Instrução A >> Diga se cada afirmação abaixo está de acordo com o trecho citado: (i) Lourdes tem olhos castanhos; (ii) o sonho veio durante o dia; (iii) quem escreve diz guardar a memória do timbre da voz dela. Responda sim ou não e cite entre aspas as palavras do trecho citado que decidem.

[Transporte da Noite]
Se um sonho não quer partir de mim, assim que amanhece o dia, o que é que eu faço?! Como nunca sei bem o que fazer [fora das partes que sei da Matemática e da Física], eu faço que já fiz antes, várias vezes: continuo a carregar dentro de mim aquela noite anterior, quando o sonho "me" veio.
E foi isso que eu fiz quando a bela e sensual "Lourdes" me visitou em um sonho maravilhoso e intensamente erótico... Um transporte na noite! Vivência tão real, tão real que, ao sol quente, eu levei a noite dentro de mim: saí às ruas procurando por ela! Ainda agora, quando escrevo o que já escrevi tantas vezes, vejo os seus olhos castanhos, úmidos, fixados em mim, seus lábios colados aos meus, nossas mãos... ávidas, ansiosas, buscando, abrindo as roupas, buscando... doidas, doidas de desejo!
Tanto tempo, tanto tempo, e ainda hoje, a minha loucura vai ao ponto de ter a memória do timbre da voz dela... que, certamente, é a voz de alguém da realidade, mas não importa: para mim, ficou sendo a voz da "Lourdes" mesmo!

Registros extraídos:
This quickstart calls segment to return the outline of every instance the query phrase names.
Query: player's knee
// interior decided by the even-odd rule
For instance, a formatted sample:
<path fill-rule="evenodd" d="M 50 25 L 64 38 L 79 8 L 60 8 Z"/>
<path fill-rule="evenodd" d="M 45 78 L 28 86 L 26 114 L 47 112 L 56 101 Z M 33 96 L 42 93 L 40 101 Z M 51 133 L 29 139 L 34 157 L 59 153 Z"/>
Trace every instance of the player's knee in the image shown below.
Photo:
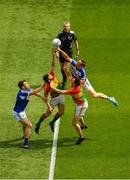
<path fill-rule="evenodd" d="M 64 115 L 64 112 L 60 112 L 59 115 L 60 115 L 60 117 L 63 116 L 63 115 Z"/>
<path fill-rule="evenodd" d="M 97 93 L 96 93 L 95 91 L 90 91 L 90 94 L 91 94 L 94 98 L 97 97 Z"/>

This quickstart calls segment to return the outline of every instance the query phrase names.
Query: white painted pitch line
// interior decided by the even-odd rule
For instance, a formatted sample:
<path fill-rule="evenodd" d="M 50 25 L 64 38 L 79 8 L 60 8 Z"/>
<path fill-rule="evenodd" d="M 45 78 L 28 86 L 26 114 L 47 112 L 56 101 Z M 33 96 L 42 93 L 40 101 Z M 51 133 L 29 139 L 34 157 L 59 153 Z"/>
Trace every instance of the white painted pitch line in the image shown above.
<path fill-rule="evenodd" d="M 58 119 L 56 121 L 56 123 L 55 123 L 55 131 L 54 131 L 54 136 L 53 136 L 53 145 L 52 145 L 50 171 L 49 171 L 49 180 L 54 179 L 54 170 L 55 170 L 55 162 L 56 162 L 56 152 L 57 152 L 57 141 L 58 141 L 59 126 L 60 126 L 60 119 Z"/>

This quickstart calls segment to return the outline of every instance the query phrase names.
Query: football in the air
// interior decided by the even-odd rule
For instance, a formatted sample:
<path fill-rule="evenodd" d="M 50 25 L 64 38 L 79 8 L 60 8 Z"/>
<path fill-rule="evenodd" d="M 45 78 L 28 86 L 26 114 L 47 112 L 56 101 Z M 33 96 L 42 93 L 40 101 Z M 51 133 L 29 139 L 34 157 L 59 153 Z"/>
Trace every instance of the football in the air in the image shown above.
<path fill-rule="evenodd" d="M 60 39 L 58 39 L 58 38 L 53 39 L 52 45 L 53 45 L 53 47 L 59 47 L 61 45 Z"/>

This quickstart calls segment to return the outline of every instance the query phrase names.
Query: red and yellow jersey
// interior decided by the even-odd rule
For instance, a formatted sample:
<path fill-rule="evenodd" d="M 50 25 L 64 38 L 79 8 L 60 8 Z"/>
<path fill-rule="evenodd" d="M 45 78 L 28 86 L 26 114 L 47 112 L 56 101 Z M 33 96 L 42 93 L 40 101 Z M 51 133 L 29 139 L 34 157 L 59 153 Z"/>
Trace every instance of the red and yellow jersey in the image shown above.
<path fill-rule="evenodd" d="M 70 94 L 76 104 L 83 105 L 86 101 L 81 86 L 72 87 L 66 90 L 66 94 Z"/>
<path fill-rule="evenodd" d="M 54 71 L 51 70 L 49 74 L 53 77 L 53 80 L 51 81 L 51 86 L 57 89 L 62 89 L 61 83 L 56 79 Z M 51 86 L 50 83 L 44 84 L 43 89 L 45 94 L 48 95 L 50 93 L 51 97 L 59 96 L 60 94 L 54 91 L 53 89 L 51 89 Z"/>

Instrução B >> Altere a listagem do início até a linha com "58 119 L 56", ambas incluídas, trocando "quickstart" por "tutorial" e mantendo todo o resto igual. Reproduza só essas linhas e deixe as imagens de fora.

Resposta esperada A >>
(i) Sim: «vejo os seus olhos castanhos, úmidos, fixados em mim».
(ii) Não: «continuo a carregar dentro de mim aquela noite anterior, quando o sonho "me" veio».
(iii) Sim: «a minha loucura vai ao ponto de ter a memória do timbre da voz dela».

Resposta esperada B >>
This tutorial calls segment to return the outline of every instance the query phrase names.
Query: player's knee
// interior decided by the even-odd rule
For instance, a formatted sample:
<path fill-rule="evenodd" d="M 50 25 L 64 38 L 79 8 L 60 8 Z"/>
<path fill-rule="evenodd" d="M 45 78 L 28 86 L 26 114 L 47 112 L 56 101 Z M 33 96 L 42 93 L 40 101 Z M 51 133 L 29 139 L 34 157 L 59 153 Z"/>
Trace every instance of the player's knee in the image shown below.
Photo:
<path fill-rule="evenodd" d="M 64 115 L 64 112 L 60 112 L 59 115 L 60 115 L 60 117 L 63 116 L 63 115 Z"/>
<path fill-rule="evenodd" d="M 97 93 L 96 93 L 95 91 L 90 91 L 90 94 L 91 94 L 94 98 L 97 97 Z"/>

This tutorial calls segment to return the outline of every instance the query phrase names.
Query: white painted pitch line
// interior decided by the even-odd rule
For instance, a formatted sample:
<path fill-rule="evenodd" d="M 50 25 L 64 38 L 79 8 L 60 8 Z"/>
<path fill-rule="evenodd" d="M 45 78 L 28 86 L 26 114 L 47 112 L 56 101 Z M 33 96 L 42 93 L 40 101 Z M 51 133 L 29 139 L 34 157 L 59 153 Z"/>
Trace every instance of the white painted pitch line in the image shown above.
<path fill-rule="evenodd" d="M 58 119 L 56 121 L 56 123 L 55 123 L 55 131 L 54 131 L 54 136 L 53 136 L 53 145 L 52 145 L 50 171 L 49 171 L 49 180 L 54 179 L 54 170 L 55 170 L 55 162 L 56 162 L 56 152 L 57 152 L 57 141 L 58 141 L 59 126 L 60 126 L 60 119 Z"/>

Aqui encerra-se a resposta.